■ **Source document**:
= = = = =

Some of you may have noticed that you're getting less Steem Dollars and more Steem from your post payouts recently.
Heres an example payout for my Steemit.com update post yesterday:
Total post payout value: $278.01
Author reward value: $216.33
Curator reward value: $61.66
Curators got paid out in Steem Power , and my author rewards arrived as:
31.137
Steem Dollars
251.919
Steem (!)
385.974
Steem Power
A much larger proportion of your reward is being paid out in liquid Steem than in Steem Dollars right now.
This split is decided by a variable called sbd_print_rate
, and as of right now it's set to 29.00%.
This means if you select to "Default 50% / 50%" payout option, the liquid 50% of your author reward will be paid out in 29% Steem Dollars and the remaining 71% in Steem.
You can easily check this variable live via the steemviz statistics screen :

Screenshot from steemviz about an hour ago
I also have a gif I made 2 weeks ago, that shows both how to access the statistics screen and that the rate was 79.33%
back then.

So, why is this happening ?
@dantheman has a post that explains the mechanic best - "Steem Dollar Stability Enhancements , please read it if you want to know the full details.
The most relevant quote from that post for the current situation:
As the Steem Dollar supply grows from 3% to 5% the percent of author rewards paid in Steem Dollars will go from 50% to 0% and the percent paid as liquid STEEM will go from 0% to 50%. In this way authors are still awarded with liquid assets, but the network gradually slows down the printing presses on Steem Dollars.
If my math is correct (probably not) then the Steem Dollar supply current represents approximately 4% of the market cap.
At current levels, this measure wouldn’t take effect unless the market cap fell to $70M and would completely stop issuing new Steem Dollars when the market cap fell to about $40M.
SteemCap.com and Coinmarketcap say the current total market cap of steem is **$46**,137,166
.

Screenshot taken by me today of coinmarketcap
What happens next ?
The future is anyone's guess. I still have faith that the steem price will recover, and I powered up all my liquid steem from that large recent payout to show that.
I don't want to scare anyone, but this is the next stage of the protocol if the ratio outstanding steem dollar supply (debt) to steem market cap continues to rise. These measures are still a long way from being activated, if ever - but its good to understand the possibilities.

= = = = =

■ **Information shown**:
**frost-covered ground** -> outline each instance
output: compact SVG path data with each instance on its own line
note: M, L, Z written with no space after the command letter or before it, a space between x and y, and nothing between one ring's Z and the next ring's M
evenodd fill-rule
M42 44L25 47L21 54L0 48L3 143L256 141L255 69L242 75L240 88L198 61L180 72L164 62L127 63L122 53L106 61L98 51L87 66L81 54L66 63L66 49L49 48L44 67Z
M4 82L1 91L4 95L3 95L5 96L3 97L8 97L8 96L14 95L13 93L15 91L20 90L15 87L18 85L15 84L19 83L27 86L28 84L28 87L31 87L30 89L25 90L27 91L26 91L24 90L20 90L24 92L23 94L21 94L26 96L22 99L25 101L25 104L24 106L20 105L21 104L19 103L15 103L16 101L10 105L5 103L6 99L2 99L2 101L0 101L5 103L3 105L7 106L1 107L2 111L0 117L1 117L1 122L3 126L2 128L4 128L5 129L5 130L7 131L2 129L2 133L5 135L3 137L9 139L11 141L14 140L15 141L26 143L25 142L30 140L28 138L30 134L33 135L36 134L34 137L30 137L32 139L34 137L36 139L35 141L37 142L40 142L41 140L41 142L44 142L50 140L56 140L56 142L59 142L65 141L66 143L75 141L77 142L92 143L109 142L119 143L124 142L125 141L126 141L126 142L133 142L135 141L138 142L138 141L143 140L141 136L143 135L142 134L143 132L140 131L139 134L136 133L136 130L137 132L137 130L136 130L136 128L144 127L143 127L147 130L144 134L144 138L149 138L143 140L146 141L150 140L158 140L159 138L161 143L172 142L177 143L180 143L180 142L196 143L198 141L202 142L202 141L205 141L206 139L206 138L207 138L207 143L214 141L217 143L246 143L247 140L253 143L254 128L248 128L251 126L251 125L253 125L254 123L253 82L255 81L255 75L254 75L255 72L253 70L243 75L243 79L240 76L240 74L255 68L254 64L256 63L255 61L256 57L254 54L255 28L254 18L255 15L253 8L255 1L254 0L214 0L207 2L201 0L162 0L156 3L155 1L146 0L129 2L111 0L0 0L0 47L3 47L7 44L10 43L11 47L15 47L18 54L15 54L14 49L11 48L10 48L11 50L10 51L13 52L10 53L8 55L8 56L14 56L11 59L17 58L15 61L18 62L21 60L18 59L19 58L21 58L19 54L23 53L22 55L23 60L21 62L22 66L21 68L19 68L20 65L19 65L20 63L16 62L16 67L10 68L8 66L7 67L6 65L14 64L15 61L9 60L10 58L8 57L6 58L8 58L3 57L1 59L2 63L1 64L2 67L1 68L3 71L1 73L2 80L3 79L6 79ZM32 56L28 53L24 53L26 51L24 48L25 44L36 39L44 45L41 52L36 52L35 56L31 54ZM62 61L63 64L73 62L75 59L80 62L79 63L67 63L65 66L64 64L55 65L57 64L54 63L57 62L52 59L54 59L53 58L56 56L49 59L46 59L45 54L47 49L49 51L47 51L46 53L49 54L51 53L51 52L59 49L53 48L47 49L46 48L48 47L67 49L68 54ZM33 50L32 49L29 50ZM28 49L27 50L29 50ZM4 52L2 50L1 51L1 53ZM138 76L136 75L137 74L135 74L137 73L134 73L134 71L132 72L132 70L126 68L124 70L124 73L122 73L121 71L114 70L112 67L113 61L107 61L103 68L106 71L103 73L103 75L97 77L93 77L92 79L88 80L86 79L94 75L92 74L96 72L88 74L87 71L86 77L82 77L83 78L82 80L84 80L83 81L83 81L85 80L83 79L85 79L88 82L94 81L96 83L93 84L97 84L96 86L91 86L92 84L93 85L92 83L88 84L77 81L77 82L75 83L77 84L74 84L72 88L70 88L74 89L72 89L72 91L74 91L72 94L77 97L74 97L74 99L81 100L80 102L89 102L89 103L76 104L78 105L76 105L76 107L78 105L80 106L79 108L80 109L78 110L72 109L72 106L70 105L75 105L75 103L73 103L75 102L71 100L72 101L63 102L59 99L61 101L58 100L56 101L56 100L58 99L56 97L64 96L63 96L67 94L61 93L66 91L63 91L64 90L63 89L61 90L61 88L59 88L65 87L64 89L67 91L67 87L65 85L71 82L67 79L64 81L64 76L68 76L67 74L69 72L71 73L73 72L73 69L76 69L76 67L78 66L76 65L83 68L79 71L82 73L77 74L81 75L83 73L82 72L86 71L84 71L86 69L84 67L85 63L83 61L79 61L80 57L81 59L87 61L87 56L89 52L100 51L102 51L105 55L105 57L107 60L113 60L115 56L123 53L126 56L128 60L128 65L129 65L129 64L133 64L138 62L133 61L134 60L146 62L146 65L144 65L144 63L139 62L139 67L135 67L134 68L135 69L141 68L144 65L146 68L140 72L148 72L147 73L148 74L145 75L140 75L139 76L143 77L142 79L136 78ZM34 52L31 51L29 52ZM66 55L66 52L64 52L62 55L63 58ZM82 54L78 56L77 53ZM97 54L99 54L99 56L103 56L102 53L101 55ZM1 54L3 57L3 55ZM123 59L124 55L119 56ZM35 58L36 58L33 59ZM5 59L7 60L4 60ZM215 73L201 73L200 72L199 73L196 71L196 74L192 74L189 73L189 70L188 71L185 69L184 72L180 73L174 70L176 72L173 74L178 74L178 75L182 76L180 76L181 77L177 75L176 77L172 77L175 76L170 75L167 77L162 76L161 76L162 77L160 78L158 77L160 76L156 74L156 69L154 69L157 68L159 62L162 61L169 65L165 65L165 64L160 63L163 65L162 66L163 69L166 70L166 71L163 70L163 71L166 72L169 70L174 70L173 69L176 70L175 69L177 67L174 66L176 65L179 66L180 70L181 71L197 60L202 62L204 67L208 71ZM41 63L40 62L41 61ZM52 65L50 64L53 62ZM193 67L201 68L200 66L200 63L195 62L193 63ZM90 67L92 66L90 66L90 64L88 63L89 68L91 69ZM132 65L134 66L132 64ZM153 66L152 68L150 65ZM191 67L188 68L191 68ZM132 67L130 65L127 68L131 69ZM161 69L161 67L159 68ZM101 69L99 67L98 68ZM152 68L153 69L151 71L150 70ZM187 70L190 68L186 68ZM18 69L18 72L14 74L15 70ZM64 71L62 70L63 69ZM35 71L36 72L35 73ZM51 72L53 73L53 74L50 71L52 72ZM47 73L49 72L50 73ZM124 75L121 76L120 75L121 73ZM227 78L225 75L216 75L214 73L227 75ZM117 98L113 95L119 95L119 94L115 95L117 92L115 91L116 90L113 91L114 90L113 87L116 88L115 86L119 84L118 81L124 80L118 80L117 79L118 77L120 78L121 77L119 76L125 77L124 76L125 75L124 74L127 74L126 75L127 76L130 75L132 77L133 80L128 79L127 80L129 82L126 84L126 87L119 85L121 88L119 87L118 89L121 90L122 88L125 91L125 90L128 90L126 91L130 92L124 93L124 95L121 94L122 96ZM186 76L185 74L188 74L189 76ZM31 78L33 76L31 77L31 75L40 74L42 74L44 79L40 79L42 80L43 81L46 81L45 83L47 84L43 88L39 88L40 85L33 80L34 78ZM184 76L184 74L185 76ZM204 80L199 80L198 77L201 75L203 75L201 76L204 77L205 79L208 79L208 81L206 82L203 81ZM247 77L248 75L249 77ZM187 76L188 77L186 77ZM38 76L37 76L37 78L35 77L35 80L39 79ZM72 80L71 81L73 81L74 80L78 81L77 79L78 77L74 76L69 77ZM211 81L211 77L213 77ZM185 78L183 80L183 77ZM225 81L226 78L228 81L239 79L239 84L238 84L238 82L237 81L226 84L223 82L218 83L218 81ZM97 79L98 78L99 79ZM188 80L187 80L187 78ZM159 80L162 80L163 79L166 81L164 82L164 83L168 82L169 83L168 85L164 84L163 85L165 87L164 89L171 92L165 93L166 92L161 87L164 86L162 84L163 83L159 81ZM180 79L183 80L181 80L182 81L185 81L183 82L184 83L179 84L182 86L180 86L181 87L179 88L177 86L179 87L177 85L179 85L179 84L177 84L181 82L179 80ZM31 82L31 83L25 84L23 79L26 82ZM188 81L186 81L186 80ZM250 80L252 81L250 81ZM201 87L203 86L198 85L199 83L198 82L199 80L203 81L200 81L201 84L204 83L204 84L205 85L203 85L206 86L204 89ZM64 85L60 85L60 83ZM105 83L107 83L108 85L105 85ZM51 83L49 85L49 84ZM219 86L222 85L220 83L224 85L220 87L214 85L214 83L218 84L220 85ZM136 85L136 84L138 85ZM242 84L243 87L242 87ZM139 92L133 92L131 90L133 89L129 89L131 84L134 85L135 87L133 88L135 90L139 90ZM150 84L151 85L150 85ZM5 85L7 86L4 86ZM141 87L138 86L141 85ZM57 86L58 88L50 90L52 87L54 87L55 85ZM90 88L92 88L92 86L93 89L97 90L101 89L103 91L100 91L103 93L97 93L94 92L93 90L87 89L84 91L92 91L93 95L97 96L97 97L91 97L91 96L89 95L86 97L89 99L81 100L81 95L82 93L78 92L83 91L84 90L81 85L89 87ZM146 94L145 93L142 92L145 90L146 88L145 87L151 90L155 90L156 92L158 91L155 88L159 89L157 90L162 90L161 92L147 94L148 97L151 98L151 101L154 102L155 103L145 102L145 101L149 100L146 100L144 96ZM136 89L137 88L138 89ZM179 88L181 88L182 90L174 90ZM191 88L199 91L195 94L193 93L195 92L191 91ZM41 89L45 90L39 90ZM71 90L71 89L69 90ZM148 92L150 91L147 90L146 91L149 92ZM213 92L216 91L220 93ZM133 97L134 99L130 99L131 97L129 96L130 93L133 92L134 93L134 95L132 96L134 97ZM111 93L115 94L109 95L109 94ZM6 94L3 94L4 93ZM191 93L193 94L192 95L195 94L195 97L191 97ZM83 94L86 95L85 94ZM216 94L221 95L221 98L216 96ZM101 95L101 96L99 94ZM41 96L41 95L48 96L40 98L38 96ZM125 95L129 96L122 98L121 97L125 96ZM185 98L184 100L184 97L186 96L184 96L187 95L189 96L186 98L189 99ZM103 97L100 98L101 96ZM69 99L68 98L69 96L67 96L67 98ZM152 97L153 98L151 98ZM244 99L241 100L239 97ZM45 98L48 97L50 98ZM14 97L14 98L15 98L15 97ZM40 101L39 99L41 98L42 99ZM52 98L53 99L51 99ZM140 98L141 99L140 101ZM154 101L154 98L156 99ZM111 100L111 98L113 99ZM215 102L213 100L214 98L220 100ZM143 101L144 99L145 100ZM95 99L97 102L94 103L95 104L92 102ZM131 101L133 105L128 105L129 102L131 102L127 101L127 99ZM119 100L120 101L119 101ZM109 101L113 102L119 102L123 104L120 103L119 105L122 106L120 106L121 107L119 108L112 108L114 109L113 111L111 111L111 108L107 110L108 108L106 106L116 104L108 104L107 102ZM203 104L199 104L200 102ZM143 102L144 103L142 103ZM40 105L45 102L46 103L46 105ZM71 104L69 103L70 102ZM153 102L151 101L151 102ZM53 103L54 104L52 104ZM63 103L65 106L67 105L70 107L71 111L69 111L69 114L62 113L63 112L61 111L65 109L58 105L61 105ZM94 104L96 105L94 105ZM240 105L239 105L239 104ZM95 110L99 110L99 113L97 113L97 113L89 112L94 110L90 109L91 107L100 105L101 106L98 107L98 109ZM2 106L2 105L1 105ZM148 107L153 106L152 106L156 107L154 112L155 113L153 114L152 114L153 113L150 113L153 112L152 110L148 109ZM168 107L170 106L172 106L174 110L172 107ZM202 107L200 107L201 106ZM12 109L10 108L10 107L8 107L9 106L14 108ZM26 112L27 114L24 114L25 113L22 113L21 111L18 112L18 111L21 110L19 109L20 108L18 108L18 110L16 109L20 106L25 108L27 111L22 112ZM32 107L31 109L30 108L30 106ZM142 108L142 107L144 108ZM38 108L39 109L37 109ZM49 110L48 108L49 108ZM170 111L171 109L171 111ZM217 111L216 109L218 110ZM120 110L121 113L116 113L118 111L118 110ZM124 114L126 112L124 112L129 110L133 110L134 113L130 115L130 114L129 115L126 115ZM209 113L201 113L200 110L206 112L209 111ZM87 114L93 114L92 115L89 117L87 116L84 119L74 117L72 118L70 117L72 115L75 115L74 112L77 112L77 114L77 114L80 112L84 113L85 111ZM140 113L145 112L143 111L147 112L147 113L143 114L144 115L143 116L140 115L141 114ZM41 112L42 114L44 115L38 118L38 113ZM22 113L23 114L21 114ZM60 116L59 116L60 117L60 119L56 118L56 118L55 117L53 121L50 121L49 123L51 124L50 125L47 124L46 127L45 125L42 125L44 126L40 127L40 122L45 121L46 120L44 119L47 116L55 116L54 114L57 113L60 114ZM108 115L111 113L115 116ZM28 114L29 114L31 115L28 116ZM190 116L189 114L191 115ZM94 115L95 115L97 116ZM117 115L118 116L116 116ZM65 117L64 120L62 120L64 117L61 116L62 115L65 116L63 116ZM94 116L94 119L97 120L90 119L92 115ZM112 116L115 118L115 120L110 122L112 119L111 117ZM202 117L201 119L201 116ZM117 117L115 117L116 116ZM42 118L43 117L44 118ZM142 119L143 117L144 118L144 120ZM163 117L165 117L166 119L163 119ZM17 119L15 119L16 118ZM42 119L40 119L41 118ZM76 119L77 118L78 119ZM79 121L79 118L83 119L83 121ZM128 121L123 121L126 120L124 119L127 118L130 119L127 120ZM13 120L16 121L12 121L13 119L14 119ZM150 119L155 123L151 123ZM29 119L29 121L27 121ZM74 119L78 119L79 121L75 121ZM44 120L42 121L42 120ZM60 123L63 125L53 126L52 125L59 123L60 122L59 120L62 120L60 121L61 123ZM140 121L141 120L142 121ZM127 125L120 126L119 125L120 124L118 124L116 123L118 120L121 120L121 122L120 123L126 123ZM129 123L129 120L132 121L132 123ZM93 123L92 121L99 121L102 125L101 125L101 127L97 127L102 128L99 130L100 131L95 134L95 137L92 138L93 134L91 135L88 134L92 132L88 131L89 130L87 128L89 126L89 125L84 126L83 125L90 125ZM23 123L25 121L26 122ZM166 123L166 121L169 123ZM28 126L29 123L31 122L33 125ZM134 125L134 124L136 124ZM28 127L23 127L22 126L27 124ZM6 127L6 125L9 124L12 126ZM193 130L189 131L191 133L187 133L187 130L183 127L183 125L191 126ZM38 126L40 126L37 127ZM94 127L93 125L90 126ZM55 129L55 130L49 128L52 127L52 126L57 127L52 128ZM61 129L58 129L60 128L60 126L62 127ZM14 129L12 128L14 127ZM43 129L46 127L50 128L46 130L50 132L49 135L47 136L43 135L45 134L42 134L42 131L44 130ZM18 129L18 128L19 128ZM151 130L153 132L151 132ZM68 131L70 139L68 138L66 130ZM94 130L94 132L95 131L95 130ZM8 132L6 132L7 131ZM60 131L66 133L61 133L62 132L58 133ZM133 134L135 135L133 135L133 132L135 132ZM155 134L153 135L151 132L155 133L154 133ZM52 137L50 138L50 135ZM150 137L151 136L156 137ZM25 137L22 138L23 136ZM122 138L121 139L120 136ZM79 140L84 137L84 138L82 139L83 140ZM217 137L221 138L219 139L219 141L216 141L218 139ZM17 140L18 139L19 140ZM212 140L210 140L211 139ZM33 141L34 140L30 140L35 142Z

= = = = =

■ **Written instruction A**: Reproduce verbatim the stretch of the post on Steem Dollar payouts from "The most relevant" through "to about $40M.".
■ **Written instruction B**: Write the next part of the post on Steem Dollar payouts, picking up after its final sentence.

■ **Exercise response A**:
The most relevant quote from that post for the current situation:
As the Steem Dollar supply grows from 3% to 5% the percent of author rewards paid in Steem Dollars will go from 50% to 0% and the percent paid as liquid STEEM will go from 0% to 50%. In this way authors are still awarded with liquid assets, but the network gradually slows down the printing presses on Steem Dollars.
If my math is correct (probably not) then the Steem Dollar supply current represents approximately 4% of the market cap.
At current levels, this measure wouldn’t take effect unless the market cap fell to $70M and would completely stop issuing new Steem Dollars when the market cap fell to about $40M.

■ **Exercise response B**:
Again referring to @danthemans post :
Any time the Steem Dollar supply reaches 20% of the market cap, 1% of everyone’s Steem Dollars will be converted to Steem Power at the price feed. This action can be viewed as a partial “bail-in” where everyone is treated equally. This will immediately reduce the Steem Dollar percent of total market cap while preventing immediate dumping of the STEEM which could accelerate the collapse in a positive feedback loop.
Steem Dollar holders that wish to avoid this forced redemption should convert to STEEM and sell on the market. If done via the 7 day conversion process, then the supply should decrease naturally and all Steem Dollar holders can be spared the “bail in”.
What can we do to help ?
There are a few things users can do to help relieve the pressure on the market and SBD debt ratio.
- Make sure you use the 7 day conversion option to redeem your SBD as this actually removes the SBD from circulation
- Take advantage of the 100% SP payout option
- Power up your liquid steem rewards for the long term, I am.
- Don't market Steem as a "get rich quick" scheme.
- Focus on creating good content, networking and building our community
We need to remember this is still the early days of a beta project, and crazy price fluctuations are normal in cryptocurrencies.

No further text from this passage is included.